Begin Record list

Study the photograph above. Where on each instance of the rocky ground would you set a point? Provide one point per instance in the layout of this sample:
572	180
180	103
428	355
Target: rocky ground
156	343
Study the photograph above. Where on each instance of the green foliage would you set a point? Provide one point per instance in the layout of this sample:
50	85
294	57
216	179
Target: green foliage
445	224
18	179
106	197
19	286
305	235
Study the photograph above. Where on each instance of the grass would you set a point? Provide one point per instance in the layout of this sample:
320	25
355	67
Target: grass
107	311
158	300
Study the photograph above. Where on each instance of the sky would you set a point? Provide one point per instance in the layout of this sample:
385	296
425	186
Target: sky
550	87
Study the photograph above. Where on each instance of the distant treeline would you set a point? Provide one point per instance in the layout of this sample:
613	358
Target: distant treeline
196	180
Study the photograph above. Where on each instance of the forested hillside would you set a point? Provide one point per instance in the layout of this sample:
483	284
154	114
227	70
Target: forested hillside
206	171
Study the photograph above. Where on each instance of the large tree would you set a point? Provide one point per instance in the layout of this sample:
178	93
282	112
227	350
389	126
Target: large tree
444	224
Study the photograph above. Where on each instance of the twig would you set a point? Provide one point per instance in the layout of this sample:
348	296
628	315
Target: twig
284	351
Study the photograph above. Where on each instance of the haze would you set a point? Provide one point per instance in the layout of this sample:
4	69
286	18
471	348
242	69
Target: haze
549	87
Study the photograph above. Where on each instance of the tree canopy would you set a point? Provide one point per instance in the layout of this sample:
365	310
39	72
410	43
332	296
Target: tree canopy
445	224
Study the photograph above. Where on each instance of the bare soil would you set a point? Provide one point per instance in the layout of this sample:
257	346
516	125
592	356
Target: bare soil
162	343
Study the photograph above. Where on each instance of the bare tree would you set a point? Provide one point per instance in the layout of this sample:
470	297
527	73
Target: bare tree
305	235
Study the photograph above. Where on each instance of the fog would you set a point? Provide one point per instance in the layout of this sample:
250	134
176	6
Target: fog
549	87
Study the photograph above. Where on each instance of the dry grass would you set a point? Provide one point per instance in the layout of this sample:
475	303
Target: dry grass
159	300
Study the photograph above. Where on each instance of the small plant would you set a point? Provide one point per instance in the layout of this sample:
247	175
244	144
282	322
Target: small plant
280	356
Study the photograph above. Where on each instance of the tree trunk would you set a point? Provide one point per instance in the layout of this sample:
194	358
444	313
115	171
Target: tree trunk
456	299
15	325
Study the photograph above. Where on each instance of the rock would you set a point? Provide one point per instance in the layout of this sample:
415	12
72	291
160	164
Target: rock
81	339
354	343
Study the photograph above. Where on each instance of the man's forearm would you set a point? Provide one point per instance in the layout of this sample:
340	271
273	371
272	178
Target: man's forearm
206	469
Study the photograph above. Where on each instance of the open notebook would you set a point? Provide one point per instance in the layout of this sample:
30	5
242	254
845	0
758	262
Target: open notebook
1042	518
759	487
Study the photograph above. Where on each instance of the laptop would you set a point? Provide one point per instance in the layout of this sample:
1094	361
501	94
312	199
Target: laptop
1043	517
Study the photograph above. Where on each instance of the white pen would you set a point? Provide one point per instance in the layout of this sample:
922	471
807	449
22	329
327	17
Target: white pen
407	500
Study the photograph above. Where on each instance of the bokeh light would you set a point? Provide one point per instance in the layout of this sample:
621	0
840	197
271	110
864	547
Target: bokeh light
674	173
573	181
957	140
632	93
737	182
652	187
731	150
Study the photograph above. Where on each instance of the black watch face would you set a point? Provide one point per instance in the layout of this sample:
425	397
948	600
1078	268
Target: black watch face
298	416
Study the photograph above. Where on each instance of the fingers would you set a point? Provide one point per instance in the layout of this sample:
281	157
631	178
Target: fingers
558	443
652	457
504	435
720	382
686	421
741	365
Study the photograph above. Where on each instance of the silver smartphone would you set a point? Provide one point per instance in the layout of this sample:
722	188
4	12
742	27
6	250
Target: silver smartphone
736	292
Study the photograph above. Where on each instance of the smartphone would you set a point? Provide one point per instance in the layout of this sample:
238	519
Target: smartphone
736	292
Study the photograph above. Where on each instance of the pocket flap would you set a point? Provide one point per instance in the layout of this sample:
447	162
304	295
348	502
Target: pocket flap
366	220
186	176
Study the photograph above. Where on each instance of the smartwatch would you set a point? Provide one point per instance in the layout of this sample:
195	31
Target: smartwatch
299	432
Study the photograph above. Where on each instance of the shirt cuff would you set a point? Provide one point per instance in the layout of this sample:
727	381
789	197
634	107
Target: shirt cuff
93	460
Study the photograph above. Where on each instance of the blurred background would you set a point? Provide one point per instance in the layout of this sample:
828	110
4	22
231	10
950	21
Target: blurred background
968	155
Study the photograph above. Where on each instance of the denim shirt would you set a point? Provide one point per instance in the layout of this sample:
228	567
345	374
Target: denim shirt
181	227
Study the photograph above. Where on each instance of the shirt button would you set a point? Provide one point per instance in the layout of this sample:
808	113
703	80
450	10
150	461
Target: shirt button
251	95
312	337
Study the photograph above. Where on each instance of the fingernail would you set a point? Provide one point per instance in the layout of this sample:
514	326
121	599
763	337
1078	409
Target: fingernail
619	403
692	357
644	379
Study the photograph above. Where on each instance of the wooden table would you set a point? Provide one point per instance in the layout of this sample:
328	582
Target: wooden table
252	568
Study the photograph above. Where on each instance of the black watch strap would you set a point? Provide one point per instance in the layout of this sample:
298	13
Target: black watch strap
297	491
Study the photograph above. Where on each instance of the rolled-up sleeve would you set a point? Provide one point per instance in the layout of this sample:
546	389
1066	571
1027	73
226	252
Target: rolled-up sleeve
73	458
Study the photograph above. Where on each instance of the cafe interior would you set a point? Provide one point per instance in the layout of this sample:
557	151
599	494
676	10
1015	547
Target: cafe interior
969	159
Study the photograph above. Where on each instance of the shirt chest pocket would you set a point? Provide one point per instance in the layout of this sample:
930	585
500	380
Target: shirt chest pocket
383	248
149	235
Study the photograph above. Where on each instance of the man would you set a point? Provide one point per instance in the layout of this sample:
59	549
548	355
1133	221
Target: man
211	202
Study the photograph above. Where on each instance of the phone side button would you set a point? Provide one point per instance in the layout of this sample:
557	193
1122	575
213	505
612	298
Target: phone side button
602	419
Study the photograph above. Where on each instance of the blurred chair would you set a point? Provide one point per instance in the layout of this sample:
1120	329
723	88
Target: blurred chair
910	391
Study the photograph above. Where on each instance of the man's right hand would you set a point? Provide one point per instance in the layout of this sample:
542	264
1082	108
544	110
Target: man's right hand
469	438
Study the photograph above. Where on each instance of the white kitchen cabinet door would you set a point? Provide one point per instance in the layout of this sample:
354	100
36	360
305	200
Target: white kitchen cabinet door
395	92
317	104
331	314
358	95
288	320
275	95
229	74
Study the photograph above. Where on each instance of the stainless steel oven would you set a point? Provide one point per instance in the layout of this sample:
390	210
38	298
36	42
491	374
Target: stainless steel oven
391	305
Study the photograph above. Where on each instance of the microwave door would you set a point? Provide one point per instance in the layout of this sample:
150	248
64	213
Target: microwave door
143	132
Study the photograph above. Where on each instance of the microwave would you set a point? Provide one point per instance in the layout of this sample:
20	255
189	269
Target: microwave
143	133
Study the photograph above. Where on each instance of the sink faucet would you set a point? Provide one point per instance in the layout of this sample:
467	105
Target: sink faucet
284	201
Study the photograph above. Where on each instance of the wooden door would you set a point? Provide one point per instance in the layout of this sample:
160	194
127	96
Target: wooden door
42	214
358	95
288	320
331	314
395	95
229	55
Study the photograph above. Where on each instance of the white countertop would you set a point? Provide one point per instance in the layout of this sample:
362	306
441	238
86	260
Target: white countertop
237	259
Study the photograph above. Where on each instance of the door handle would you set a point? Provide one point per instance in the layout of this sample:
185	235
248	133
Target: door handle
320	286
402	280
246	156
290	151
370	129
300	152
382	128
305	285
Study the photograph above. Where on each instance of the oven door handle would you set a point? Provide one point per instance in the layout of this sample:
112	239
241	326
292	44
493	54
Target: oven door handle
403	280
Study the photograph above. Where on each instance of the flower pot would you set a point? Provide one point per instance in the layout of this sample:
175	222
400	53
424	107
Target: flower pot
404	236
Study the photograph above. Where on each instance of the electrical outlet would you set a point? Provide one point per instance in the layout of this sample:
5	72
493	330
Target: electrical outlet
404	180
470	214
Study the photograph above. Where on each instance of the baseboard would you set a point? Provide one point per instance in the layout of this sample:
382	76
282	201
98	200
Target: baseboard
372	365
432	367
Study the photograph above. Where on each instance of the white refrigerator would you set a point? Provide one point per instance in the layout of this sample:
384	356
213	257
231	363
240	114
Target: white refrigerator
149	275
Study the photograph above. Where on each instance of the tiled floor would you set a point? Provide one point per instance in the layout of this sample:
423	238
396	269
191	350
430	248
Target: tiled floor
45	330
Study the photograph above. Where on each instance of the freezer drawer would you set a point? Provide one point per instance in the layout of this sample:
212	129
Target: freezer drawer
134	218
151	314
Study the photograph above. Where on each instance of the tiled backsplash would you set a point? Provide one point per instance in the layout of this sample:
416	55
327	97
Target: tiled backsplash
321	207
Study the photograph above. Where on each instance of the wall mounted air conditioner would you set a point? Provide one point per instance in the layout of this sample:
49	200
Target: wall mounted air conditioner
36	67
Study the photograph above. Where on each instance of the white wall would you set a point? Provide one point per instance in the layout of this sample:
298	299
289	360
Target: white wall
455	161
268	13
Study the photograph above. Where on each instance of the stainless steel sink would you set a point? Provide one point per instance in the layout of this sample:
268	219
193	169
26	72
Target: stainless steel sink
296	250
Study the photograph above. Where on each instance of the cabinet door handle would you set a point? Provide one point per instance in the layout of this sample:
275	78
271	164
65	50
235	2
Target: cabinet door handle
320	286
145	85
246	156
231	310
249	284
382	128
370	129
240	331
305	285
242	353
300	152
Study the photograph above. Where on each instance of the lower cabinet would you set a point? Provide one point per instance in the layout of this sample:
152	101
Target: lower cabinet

End Record list

*Requirement*.
Extract, exactly, the lines above that begin at the line containing "the white wall" and end at the final line of the records; add no other text.

*Written answer*.
Study the photograph above. Where on each instance of the white wall would you set a point? Provide one point per instance in the layout of this sample:
298	299
289	360
Target: white wall
455	161
268	13
Study the photograph above. Where on each instance of the stainless steel sink would you set a point? Provide one point per instance in the layout of this sample:
268	219
193	169
26	72
Target: stainless steel sink
296	250
Study the photograph above. Where on each instance of the cabinet door handle would you set a point? Provide one point per instance in the layout of this sample:
275	78
271	164
65	50
235	2
Target: cabinet door handle
320	286
145	85
246	156
231	310
249	284
382	128
370	129
240	331
305	285
242	353
300	152
Study the photograph above. Where on each instance of the lower cabinet would you set a point? Provide one point per instance in the layout of this sample:
152	101
Target: lower cabinet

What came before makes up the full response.